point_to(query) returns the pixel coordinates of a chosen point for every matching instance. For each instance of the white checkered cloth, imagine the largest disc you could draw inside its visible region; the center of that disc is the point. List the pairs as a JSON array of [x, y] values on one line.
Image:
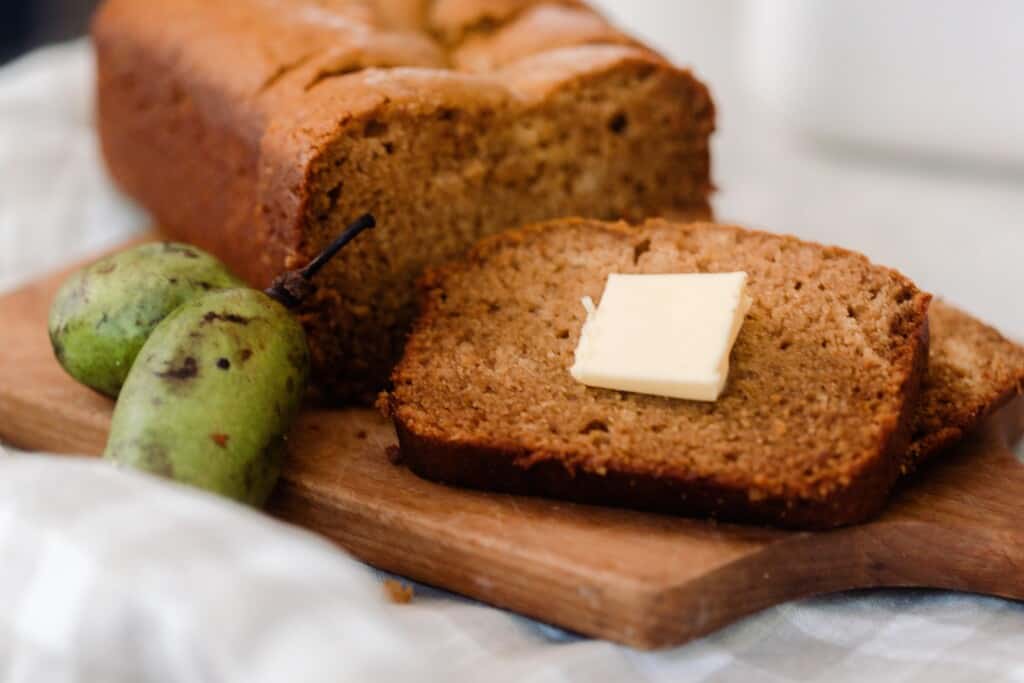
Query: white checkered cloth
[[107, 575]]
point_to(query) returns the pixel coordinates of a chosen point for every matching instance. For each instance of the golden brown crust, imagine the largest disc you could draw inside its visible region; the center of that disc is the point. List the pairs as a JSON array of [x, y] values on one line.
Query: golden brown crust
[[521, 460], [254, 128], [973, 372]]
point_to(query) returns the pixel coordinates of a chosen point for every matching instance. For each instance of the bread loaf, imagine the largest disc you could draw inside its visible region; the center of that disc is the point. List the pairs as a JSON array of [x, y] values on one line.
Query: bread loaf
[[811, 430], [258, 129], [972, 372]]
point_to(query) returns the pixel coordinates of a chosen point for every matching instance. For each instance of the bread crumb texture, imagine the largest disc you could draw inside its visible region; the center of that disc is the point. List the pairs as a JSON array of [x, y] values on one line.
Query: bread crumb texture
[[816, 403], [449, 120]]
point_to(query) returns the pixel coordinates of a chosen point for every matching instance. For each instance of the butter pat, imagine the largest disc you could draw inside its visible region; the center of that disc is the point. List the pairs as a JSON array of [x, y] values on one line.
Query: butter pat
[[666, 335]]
---
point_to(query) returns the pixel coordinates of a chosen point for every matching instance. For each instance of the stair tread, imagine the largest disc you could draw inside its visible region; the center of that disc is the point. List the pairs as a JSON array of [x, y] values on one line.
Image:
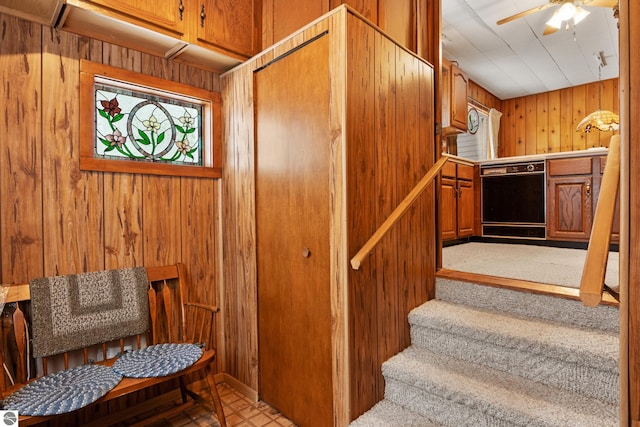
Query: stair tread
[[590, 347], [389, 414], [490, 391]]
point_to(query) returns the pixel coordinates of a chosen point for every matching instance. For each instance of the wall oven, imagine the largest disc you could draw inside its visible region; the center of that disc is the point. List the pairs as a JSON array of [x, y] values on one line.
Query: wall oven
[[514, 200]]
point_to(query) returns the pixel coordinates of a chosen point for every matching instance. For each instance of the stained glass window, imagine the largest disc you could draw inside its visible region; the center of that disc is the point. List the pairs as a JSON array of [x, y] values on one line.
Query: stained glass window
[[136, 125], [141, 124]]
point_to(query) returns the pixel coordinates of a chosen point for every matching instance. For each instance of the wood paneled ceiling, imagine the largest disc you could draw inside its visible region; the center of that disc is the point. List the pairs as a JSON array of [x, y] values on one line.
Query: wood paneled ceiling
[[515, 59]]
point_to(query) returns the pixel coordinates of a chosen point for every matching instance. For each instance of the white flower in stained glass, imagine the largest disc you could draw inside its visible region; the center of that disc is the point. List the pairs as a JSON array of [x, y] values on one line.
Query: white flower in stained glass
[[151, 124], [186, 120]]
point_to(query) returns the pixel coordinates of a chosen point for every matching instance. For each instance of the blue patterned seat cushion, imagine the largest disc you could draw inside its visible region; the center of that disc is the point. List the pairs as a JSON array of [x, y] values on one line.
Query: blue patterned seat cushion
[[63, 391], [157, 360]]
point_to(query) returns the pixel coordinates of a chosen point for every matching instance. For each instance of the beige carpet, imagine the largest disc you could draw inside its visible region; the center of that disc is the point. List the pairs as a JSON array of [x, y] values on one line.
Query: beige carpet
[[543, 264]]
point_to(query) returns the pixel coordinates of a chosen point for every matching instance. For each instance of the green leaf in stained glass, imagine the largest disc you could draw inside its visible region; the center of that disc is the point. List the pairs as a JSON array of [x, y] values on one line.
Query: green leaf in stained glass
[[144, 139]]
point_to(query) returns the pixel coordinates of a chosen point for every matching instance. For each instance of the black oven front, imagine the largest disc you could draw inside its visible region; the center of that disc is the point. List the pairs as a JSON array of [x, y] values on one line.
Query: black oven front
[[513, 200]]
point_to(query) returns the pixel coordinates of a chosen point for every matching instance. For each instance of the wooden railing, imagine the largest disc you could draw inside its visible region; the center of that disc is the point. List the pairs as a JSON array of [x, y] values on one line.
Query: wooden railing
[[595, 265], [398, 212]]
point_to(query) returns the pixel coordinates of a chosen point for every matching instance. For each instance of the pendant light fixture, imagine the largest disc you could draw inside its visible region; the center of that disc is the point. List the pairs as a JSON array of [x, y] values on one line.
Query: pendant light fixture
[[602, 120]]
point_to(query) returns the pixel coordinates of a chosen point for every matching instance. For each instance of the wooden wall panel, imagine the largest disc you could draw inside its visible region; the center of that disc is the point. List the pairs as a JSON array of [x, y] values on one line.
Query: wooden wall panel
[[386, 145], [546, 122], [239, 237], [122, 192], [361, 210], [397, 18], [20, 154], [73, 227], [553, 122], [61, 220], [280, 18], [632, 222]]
* * *
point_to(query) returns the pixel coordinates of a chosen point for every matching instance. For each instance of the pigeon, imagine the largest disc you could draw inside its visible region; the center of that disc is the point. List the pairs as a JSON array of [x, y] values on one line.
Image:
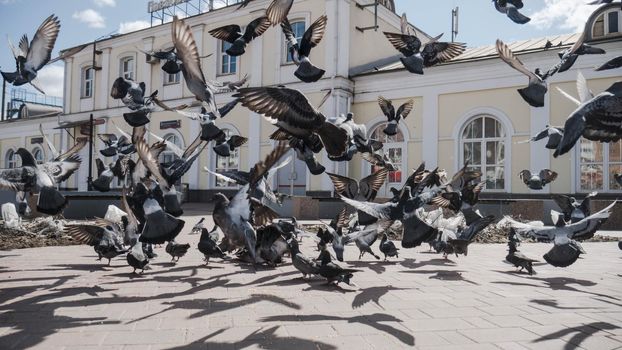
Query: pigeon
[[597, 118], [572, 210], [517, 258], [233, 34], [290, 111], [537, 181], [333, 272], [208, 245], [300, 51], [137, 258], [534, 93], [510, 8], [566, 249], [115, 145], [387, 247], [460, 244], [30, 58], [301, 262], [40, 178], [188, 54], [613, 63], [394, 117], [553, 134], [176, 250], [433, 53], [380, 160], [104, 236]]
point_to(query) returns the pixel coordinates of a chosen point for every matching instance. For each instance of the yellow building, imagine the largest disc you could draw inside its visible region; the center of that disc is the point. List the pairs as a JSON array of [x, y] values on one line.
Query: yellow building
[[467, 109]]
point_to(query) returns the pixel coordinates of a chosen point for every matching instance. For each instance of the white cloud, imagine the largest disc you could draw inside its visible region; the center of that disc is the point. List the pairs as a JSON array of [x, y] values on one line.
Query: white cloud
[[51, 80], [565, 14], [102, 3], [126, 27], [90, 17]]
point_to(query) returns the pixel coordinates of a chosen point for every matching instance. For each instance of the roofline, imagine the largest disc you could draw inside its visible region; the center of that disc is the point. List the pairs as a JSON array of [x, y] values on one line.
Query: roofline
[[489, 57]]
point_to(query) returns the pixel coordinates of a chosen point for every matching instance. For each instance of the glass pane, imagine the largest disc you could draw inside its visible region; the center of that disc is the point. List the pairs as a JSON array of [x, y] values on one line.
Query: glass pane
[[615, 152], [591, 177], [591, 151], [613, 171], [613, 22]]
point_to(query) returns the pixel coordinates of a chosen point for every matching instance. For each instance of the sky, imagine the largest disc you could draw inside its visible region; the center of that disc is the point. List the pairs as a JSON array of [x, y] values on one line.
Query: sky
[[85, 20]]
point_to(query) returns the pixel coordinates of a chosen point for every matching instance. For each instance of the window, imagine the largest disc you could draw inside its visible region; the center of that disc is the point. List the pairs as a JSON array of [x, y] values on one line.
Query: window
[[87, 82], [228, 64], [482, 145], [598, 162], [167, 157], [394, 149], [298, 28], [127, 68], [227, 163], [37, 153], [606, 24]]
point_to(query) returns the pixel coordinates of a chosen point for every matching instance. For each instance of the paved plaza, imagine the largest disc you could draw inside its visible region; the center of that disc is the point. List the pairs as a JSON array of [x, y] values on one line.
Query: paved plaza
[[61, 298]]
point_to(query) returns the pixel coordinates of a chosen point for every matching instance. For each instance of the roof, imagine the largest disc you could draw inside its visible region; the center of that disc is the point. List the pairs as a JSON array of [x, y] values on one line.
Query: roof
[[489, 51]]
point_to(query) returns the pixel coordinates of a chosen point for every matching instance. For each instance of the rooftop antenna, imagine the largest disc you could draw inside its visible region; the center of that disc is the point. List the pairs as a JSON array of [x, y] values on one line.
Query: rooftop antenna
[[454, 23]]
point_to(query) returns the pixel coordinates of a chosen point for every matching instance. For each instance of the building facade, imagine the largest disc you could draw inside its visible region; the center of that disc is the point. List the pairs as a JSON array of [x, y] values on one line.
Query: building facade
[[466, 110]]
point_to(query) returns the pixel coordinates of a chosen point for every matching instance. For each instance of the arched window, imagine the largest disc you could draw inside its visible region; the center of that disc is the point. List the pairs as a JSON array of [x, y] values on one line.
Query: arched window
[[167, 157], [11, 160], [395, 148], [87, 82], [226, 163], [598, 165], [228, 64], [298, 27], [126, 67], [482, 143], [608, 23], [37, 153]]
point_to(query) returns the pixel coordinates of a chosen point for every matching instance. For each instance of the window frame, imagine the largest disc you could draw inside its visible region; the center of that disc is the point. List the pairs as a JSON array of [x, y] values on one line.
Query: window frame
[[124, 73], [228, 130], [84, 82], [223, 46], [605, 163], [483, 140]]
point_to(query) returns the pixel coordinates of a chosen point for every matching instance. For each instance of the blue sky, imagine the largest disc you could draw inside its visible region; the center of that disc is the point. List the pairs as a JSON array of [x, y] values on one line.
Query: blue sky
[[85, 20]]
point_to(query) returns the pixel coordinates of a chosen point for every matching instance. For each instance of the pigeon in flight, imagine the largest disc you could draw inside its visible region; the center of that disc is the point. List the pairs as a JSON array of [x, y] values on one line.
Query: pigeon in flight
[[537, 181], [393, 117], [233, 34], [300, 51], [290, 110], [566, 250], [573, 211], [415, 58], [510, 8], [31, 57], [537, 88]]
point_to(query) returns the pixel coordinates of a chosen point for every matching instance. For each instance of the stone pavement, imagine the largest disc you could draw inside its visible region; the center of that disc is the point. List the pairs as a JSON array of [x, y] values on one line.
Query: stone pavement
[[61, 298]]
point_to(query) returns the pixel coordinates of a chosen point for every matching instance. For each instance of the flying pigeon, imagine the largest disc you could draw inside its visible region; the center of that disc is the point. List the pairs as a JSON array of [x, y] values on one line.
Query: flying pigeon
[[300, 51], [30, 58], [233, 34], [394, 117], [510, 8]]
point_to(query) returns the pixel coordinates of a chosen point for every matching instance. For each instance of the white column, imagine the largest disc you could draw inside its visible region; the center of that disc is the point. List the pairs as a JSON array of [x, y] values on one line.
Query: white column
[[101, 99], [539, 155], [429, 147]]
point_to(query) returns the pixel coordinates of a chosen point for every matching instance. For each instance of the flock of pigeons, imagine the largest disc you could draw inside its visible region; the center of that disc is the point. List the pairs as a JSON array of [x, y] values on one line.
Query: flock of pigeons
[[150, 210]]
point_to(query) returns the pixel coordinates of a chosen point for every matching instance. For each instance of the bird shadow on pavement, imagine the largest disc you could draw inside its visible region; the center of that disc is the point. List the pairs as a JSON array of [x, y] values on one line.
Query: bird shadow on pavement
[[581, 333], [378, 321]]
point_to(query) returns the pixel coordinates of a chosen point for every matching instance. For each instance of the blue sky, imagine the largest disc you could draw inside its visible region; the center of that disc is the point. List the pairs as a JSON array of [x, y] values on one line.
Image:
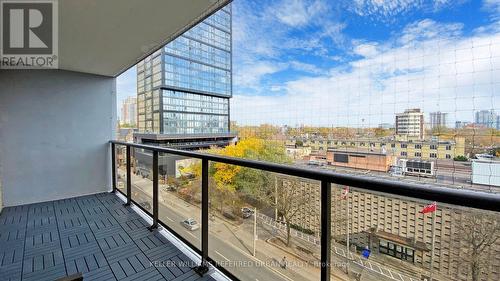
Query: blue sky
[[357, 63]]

▶ Instructions to follow: The lines above from the one with "Query: white flower in stained glass" through the one with "the blue patterned" are to be duplicated exactly, ends included, with nothing added.

▶ Answer for this exercise:
Query: white flower in stained glass
[[151, 124], [186, 120]]
point_to(query) returns the pixel coordinates of a chosen point for every matching instance. For each instance of the blue patterned seat cushion, imagine the largest disc you could draw inside its visible region; the center of that disc is the point. List the pairs as a JSON array of [x, y] values on one line.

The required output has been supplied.